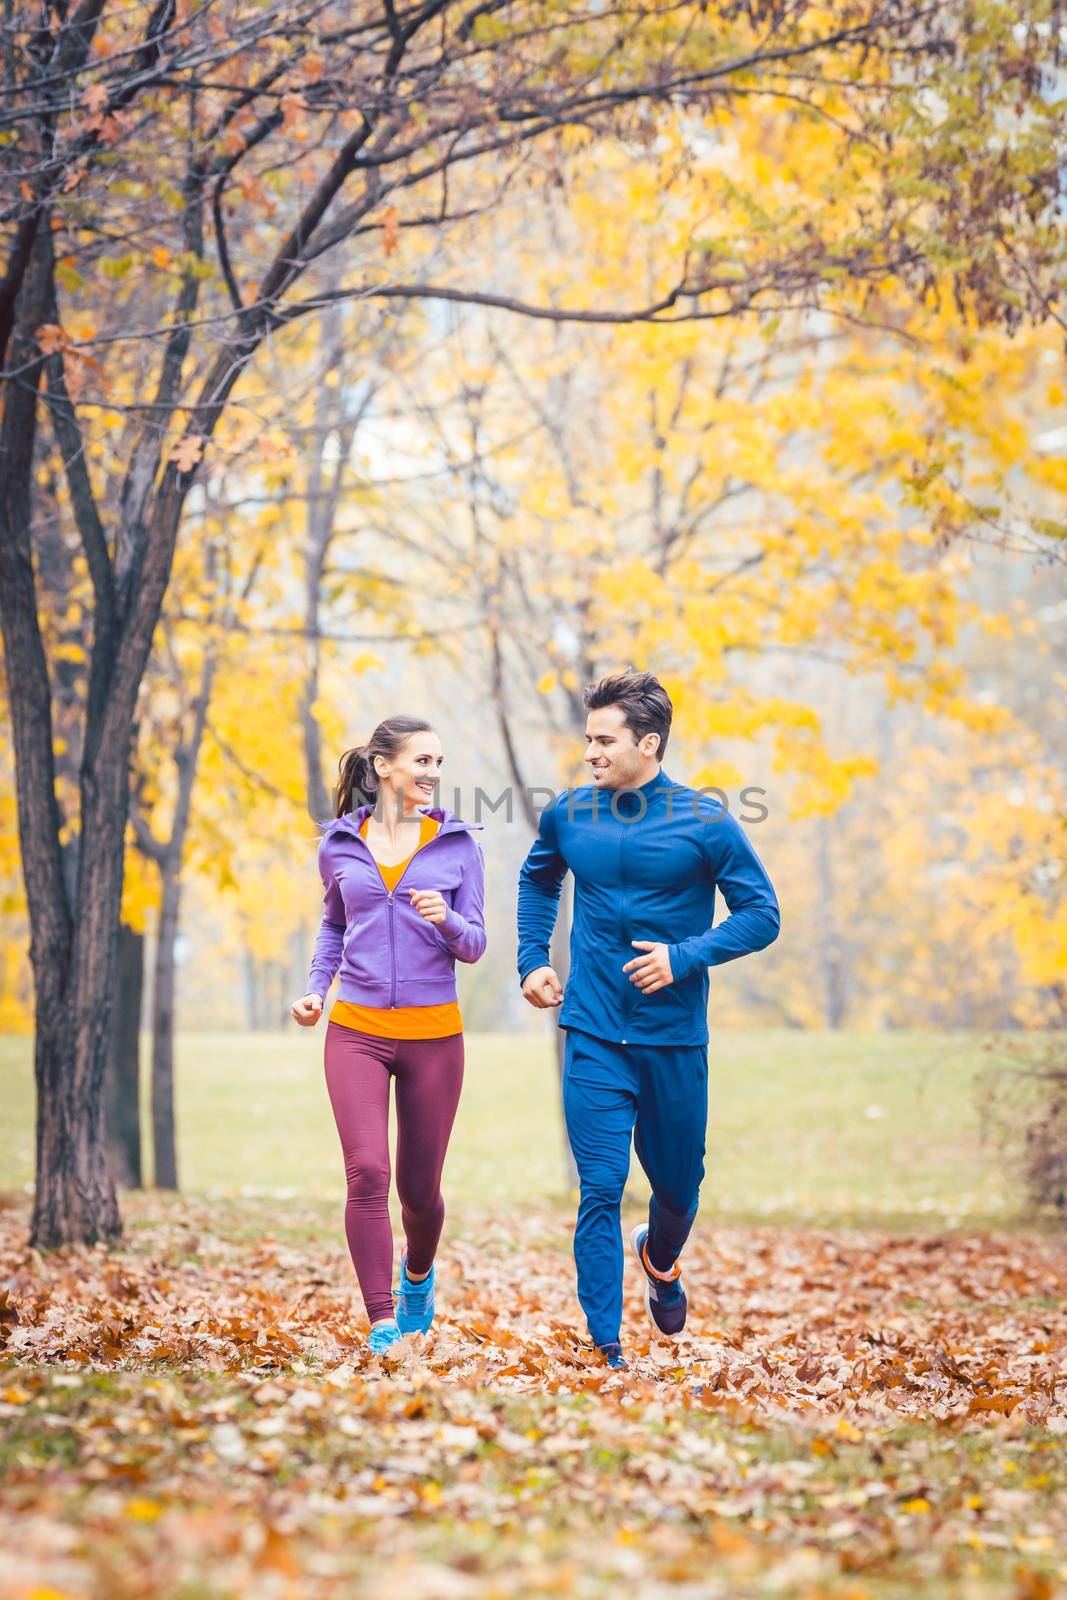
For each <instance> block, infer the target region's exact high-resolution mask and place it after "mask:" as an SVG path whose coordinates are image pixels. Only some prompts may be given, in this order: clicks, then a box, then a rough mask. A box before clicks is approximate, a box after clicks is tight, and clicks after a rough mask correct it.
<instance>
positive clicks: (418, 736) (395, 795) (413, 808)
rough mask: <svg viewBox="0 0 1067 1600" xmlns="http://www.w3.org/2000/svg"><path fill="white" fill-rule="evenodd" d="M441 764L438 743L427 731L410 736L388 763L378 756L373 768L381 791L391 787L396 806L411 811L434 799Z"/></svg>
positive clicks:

════════════════

- **Assignment**:
Write out all the entries again, switching every "rough mask" to "coarse mask" and changing nothing else. Leave the pictures out.

- **Output**:
For each <instance> block, infer the target region's exact high-resolution mask and place it after "mask:" as an SVG path whose coordinates are image pixels. Only some prompts may be given, in this order: clicks, then a box, then a coarse mask. A box before clicks is approximate, a box after clicks is tight, and clicks after a coarse mask correct it.
<instance>
positive clicks: (418, 736) (395, 795) (413, 808)
coarse mask: <svg viewBox="0 0 1067 1600" xmlns="http://www.w3.org/2000/svg"><path fill="white" fill-rule="evenodd" d="M441 764L438 743L427 731L410 736L388 763L378 756L373 768L381 791L391 787L396 806L411 811L434 799Z"/></svg>
positive clicks:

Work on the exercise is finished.